Coordinate annotation entries:
— BEGIN —
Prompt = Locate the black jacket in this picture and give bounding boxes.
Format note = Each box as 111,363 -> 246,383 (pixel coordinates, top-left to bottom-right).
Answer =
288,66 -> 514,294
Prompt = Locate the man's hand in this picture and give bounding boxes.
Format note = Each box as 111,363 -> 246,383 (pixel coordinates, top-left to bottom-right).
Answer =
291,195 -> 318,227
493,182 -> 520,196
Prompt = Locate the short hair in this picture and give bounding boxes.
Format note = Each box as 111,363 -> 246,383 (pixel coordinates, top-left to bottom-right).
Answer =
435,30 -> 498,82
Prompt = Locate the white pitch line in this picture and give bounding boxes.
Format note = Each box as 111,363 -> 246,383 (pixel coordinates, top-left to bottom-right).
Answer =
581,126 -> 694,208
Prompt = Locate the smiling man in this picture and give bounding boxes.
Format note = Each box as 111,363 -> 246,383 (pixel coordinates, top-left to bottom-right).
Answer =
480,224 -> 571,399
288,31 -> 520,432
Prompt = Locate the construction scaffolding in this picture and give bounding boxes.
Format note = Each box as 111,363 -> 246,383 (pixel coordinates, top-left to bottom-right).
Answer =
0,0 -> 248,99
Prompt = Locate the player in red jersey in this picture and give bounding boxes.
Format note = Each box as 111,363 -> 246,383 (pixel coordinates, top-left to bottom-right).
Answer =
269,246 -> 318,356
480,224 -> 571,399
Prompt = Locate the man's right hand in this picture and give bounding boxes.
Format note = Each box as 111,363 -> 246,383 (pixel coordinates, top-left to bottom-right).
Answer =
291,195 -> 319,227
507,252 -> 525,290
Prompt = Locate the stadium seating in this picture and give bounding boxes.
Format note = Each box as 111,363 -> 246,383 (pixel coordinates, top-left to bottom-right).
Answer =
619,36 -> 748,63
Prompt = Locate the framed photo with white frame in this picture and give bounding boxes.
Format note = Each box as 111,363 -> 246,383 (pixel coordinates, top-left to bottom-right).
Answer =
— END —
**EXERCISE:**
Please rewrite the data starting at its first line and ending at the line containing "0,0 -> 248,99", keeping every line and shifting each coordinate listed under "Answer =" by -36, with all other numbers left as they are.

**OUTPUT:**
Prompt = Locate the black jacket in this picture and give bounding boxes.
Format note = Each box as 111,363 -> 246,383 (pixel coordinates, top-left to bottom-right).
Answer =
252,30 -> 478,258
Prompt = Locate the man's hand in this picture and give bounding boxes.
Format note = Each box as 111,363 -> 246,383 (pixel coordinates, top-left to bottom-right).
Answer =
255,159 -> 282,191
457,146 -> 484,160
Prompt = Locate the short hair in this picture and give bounding boxes.
Format note = Each box as 111,363 -> 246,383 (pixel coordinates, top-left to bottom-right).
Answer =
399,-6 -> 462,46
Prompt = Locate the white pitch line in this picture and give bounding boxes.
Format note = Each box as 111,363 -> 246,383 (pixel coordinates, top-left to bottom-right).
Answer =
545,90 -> 658,172
Prompt = Locate the smiling man in this picture and give bounding boxes.
Format note = Each box as 111,363 -> 246,383 (pixel coordinates, top-left to bottom-right).
Answer =
444,188 -> 535,363
252,-5 -> 484,396
Prompt = Locate the construction scaffolding in this picture and give bounding boxes.
Format note = Each box as 111,363 -> 246,383 (pixel coordinates, top-left to bottom-right).
Answer =
-36,-36 -> 212,63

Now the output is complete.